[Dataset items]
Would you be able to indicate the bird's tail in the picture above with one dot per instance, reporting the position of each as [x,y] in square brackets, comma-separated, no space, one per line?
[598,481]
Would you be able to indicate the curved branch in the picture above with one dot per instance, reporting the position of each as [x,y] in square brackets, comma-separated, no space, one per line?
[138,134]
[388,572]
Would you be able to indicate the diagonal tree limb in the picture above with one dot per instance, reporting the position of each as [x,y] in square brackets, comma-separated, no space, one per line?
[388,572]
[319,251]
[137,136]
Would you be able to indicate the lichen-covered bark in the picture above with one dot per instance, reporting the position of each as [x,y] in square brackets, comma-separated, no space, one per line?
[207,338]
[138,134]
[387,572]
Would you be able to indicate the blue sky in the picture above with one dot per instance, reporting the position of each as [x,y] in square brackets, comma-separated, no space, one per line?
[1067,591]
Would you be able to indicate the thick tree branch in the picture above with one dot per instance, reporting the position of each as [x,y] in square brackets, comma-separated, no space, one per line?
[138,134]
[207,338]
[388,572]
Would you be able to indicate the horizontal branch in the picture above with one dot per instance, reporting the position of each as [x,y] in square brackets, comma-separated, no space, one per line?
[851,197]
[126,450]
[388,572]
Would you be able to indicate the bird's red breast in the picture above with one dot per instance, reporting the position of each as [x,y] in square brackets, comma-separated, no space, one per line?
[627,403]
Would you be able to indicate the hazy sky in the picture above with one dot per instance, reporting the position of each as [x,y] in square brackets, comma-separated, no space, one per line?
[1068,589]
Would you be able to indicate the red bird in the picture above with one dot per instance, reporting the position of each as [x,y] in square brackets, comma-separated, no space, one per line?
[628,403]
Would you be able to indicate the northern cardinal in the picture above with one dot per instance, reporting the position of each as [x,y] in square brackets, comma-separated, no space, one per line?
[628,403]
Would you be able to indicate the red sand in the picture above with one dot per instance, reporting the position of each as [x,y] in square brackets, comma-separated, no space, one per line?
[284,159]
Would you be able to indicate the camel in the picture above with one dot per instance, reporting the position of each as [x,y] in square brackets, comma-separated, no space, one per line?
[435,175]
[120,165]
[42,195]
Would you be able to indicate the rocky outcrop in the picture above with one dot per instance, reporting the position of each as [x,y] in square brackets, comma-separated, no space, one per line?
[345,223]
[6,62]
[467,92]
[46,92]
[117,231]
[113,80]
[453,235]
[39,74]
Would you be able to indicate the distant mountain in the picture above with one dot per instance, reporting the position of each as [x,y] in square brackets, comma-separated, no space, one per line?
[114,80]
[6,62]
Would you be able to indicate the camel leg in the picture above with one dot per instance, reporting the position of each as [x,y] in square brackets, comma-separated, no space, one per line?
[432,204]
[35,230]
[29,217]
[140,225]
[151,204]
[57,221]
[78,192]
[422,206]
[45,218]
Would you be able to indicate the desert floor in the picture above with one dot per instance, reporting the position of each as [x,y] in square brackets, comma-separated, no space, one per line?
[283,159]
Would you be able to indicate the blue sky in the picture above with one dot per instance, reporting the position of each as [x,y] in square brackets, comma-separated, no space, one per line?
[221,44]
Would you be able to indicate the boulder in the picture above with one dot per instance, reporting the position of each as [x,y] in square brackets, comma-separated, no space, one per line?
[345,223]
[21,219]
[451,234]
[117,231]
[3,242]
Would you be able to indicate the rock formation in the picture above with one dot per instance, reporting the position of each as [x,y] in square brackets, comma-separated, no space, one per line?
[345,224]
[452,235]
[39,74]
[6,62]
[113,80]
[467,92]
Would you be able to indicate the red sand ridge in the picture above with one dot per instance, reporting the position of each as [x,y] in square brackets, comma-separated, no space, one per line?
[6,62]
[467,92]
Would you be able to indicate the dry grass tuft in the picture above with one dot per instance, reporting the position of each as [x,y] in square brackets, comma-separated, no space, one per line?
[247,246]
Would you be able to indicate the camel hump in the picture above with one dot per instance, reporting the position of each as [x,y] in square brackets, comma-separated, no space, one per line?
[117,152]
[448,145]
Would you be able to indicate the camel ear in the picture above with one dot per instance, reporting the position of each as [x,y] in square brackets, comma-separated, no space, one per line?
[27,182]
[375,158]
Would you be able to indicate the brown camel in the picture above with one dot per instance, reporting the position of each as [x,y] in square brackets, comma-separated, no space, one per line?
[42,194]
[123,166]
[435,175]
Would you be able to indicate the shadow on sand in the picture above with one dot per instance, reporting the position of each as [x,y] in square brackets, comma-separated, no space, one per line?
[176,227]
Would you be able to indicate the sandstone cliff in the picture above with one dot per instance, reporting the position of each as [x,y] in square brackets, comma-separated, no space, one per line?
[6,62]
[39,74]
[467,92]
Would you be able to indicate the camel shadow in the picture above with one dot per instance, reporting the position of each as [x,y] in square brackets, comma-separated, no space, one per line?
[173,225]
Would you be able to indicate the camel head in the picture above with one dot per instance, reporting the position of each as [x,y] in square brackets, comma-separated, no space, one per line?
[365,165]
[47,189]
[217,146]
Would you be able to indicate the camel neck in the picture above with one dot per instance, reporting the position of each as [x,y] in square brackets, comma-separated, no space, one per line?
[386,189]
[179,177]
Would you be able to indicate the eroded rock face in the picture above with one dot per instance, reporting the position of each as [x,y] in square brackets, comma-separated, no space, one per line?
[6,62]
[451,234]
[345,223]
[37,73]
* * *
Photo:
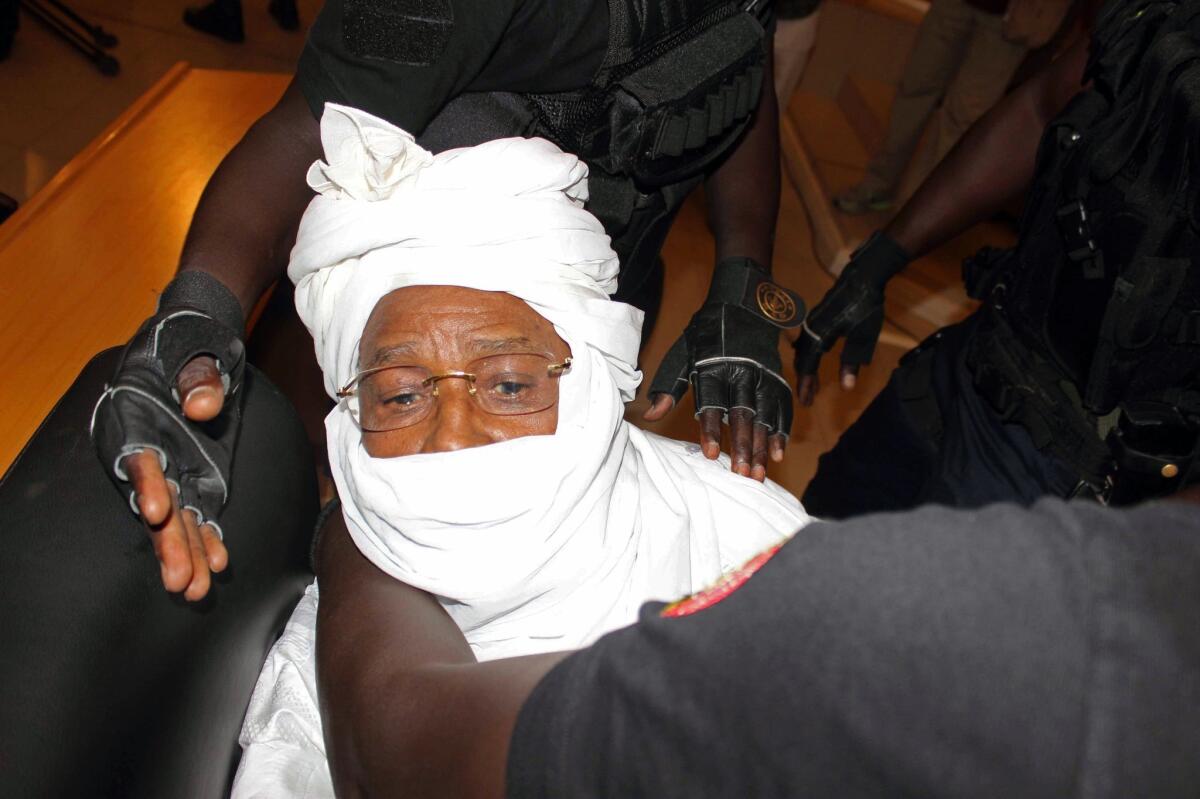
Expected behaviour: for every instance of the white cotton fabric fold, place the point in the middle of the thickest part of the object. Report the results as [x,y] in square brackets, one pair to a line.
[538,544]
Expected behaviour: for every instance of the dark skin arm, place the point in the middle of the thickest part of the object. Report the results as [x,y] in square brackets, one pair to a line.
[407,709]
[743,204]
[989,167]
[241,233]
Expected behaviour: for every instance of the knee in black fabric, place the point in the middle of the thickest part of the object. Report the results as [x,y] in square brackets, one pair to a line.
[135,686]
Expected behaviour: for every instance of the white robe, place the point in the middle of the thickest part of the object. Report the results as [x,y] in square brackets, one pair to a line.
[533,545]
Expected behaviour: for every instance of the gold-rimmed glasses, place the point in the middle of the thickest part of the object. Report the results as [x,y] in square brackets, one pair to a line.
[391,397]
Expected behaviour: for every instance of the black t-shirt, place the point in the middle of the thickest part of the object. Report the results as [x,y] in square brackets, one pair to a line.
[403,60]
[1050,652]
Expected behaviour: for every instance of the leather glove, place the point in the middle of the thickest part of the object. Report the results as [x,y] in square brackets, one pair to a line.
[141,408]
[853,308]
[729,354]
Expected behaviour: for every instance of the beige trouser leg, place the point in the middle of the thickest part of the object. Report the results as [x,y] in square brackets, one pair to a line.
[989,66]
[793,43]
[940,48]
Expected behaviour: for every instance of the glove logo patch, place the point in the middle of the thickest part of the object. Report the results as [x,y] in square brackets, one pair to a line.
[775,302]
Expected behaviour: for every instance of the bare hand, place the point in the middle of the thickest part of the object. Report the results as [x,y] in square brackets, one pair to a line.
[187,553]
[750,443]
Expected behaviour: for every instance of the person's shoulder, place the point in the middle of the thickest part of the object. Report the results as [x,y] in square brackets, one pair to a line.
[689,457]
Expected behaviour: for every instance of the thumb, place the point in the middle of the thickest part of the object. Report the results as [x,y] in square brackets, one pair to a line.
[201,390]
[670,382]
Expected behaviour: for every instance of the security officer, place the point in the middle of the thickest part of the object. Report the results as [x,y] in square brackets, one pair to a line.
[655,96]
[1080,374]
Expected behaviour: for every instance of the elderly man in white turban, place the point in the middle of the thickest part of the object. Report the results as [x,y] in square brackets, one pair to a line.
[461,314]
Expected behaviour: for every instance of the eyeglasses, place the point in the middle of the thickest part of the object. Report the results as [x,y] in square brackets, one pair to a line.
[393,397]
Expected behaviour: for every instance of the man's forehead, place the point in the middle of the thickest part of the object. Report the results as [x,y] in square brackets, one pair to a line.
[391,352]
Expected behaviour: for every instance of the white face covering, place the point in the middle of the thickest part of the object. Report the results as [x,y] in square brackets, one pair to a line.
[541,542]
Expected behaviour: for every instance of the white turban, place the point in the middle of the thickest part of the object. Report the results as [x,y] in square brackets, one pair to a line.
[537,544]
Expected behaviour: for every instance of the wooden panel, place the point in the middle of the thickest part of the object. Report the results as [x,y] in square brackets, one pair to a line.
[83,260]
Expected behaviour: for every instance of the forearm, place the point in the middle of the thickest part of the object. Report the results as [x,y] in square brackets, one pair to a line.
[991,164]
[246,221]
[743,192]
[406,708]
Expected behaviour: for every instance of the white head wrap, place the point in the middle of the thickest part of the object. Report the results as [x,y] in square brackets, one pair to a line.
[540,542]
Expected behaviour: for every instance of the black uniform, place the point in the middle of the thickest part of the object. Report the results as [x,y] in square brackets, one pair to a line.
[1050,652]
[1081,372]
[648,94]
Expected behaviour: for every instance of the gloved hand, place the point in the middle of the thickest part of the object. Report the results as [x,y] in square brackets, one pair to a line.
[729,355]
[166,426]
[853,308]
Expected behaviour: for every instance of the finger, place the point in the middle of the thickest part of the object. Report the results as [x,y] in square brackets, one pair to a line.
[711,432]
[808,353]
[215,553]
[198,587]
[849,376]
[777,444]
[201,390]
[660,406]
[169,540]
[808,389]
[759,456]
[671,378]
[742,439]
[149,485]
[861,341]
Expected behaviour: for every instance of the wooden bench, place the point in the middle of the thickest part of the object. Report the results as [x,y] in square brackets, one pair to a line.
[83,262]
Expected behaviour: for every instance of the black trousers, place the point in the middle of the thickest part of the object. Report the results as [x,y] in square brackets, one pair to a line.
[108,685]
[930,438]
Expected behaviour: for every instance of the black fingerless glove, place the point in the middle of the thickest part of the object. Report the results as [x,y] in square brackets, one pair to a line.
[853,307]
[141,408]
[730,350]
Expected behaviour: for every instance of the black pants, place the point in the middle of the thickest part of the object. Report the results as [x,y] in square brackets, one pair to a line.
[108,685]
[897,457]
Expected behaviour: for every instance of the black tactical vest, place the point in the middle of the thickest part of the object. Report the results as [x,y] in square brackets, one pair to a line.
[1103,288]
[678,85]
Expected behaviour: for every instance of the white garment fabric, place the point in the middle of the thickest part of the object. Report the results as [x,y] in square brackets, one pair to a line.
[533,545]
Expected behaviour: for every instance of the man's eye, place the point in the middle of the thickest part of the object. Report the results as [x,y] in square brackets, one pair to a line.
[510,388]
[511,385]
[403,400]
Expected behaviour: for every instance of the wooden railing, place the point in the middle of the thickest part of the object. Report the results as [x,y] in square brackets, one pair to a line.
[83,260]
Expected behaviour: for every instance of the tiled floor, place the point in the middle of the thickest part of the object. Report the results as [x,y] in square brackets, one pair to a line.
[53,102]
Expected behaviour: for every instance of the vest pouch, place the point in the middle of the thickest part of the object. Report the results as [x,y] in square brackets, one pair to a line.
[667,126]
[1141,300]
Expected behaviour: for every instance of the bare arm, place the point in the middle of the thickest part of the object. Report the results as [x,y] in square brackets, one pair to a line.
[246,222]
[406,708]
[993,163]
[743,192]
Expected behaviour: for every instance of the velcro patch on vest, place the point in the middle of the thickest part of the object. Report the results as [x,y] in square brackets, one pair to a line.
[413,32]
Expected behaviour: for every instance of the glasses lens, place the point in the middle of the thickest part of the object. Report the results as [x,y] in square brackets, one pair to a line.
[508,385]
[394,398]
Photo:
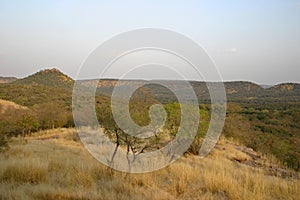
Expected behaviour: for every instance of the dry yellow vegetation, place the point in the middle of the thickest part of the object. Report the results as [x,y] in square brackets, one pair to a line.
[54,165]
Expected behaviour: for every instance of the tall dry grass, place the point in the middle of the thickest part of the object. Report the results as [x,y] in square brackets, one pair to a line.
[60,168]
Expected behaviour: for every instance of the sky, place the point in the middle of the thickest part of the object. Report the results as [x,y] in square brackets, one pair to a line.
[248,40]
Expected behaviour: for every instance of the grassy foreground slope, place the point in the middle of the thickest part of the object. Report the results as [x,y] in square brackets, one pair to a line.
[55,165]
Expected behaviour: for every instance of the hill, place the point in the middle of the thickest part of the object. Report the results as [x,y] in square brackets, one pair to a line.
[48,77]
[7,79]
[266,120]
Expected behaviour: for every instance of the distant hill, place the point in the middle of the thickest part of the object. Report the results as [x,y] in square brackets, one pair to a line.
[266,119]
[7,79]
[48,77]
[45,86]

• **Stated task**
State how many lines in the dataset items above contain the string "hill", matching case exactly. Reply with the number alone.

• **Output of the exercise**
2